Re: Parallel INSERT (INTO ... SELECT ...)

From: Greg Nancarrow <gregn4422(at)gmail(dot)com>
To: "tsunakawa(dot)takay(at)fujitsu(dot)com" <tsunakawa(dot)takay(at)fujitsu(dot)com>
Cc: Amit Kapila <amit(dot)kapila16(at)gmail(dot)com>, Antonin Houska <ah(at)cybertec(dot)at>, Dilip Kumar <dilipbalaut(at)gmail(dot)com>, vignesh C <vignesh21(at)gmail(dot)com>, Bharath Rupireddy <bharath(dot)rupireddyforpostgres(at)gmail(dot)com>, Andres Freund <andres(at)anarazel(dot)de>, PostgreSQL-development <pgsql-hackers(at)postgresql(dot)org>
Subject: Re: Parallel INSERT (INTO ... SELECT ...)
Date: 2021-01-22 11:49:24
Message-ID: CAJcOf-deGKGsGCwBTpOiwoUxoY+AOAMfSZn9DW2A7NrYrWYCmg@mail.gmail.com
Views: Raw Message | Whole Thread | Download mbox | Resend email
Thread:
Lists: pgsql-hackers

On Fri, Jan 22, 2021 at 7:52 PM tsunakawa(dot)takay(at)fujitsu(dot)com
<tsunakawa(dot)takay(at)fujitsu(dot)com> wrote:
>
>
> (1)
> - * (Note that we do allow CREATE TABLE AS, SELECT INTO, and CREATE
> - * MATERIALIZED VIEW to use parallel plans, but as of now, only the leader
> - * backend writes into a completely new table. In the future, we can
> - * extend it to allow workers to write into the table. However, to allow
> - * parallel updates and deletes, we have to solve other problems,
> - * especially around combo CIDs.)
> + * (Note that we do allow CREATE TABLE AS, INSERT INTO...SELECT, SELECT
> + * INTO, and CREATE MATERIALIZED VIEW to use parallel plans. However, as
> + * of now, only the leader backend writes into a completely new table. In
>
> This can read "In INSERT INTO...SELECT case, like other existing cases, only the leader backend writes into a completely new table." The reality is that workers as well as the leader can write into an empty or non-empty table in parallel, isn't it?

◆ Exercise prompt ◆
Pick up the Parallel INSERT mailing-list message after its last sentence and write what follows.

◆ Records supplied ◆

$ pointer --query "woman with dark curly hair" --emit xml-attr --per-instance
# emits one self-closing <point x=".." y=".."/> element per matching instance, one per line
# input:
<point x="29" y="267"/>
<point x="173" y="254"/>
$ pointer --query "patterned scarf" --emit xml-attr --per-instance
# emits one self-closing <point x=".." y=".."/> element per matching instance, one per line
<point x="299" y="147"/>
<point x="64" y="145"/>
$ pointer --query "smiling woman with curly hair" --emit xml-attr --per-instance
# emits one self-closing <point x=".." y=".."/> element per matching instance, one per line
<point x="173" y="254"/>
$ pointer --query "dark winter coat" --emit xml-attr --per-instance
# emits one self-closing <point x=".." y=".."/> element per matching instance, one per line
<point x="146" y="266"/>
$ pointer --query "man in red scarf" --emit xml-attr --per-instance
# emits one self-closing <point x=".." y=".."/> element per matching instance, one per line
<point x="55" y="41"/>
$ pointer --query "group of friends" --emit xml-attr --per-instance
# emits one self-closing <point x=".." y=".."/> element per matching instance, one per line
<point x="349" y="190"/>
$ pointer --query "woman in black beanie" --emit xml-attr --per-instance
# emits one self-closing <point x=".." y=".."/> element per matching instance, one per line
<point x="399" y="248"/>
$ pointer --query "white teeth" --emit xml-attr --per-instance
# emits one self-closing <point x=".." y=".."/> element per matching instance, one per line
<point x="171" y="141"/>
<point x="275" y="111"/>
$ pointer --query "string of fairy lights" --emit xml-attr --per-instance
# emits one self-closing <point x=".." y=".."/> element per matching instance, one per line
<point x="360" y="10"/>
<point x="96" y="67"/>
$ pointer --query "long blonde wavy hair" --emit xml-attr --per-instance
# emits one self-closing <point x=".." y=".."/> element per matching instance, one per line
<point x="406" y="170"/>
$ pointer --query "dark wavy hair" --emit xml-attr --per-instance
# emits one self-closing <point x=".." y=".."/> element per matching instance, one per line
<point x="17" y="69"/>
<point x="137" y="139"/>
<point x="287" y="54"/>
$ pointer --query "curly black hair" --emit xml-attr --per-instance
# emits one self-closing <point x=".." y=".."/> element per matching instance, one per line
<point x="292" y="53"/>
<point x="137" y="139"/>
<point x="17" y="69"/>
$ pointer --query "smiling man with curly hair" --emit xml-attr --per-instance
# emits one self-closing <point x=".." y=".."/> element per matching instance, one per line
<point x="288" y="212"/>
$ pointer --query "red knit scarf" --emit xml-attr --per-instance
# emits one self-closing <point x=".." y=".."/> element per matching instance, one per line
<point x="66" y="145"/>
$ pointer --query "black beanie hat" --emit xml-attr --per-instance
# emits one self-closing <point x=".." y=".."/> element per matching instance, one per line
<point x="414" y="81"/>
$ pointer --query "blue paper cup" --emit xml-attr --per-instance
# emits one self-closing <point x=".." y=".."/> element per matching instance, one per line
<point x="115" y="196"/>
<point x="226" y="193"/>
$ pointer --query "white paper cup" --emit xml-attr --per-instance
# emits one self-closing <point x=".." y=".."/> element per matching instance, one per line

◆ Result ◆
>

Yes, you're right the wording is not right (and I don't really like
the wording used before the patch).

Perhaps it could say:

(Note that we do allow CREATE TABLE AS, INSERT INTO...SELECT, SELECT
INTO, and CREATE MATERIALIZED VIEW to use parallel plans. However, as
of now, other than in the case of INSERT INTO...SELECT, only the leader backend
writes into a completely new table. In the future, we can extend it to
allow workers for the
other commands to write into the table. However, to allow parallel
updates and deletes, we
have to solve other problems, especially around combo CIDs.)

Of course, this will need further updating when parallel CREATE TABLE
AS etc. is implemented ...

>
> (2)
> /*
> * RELATION_IS_LOCAL
> - * If a rel is either temp or newly created in the current transaction,
> - * it can be assumed to be accessible only to the current backend.
> - * This is typically used to decide that we can skip acquiring locks.
> + * If a rel is temp, it can be assumed to be accessible only to the
> + * current backend. This is typically used to decide that we can
> + * skip acquiring locks.
> *
> * Beware of multiple eval of argument
> */
> #define RELATION_IS_LOCAL(relation) \
> - ((relation)->rd_islocaltemp || \
> - (relation)->rd_createSubid != InvalidSubTransactionId)
> + ((relation)->rd_islocaltemp)
>
> How is this correct? At least, this change would cause a transaction that creates a new relation acquire an unnecessary lock. I'm not sure if that overhead is worth worrying about (perhaps not, I guess). But can we still check >rd_createSubid in non-parallel mode? If we adopt the above change, the comments at call sites need modification - "new or temp relation" becomes "temp relations".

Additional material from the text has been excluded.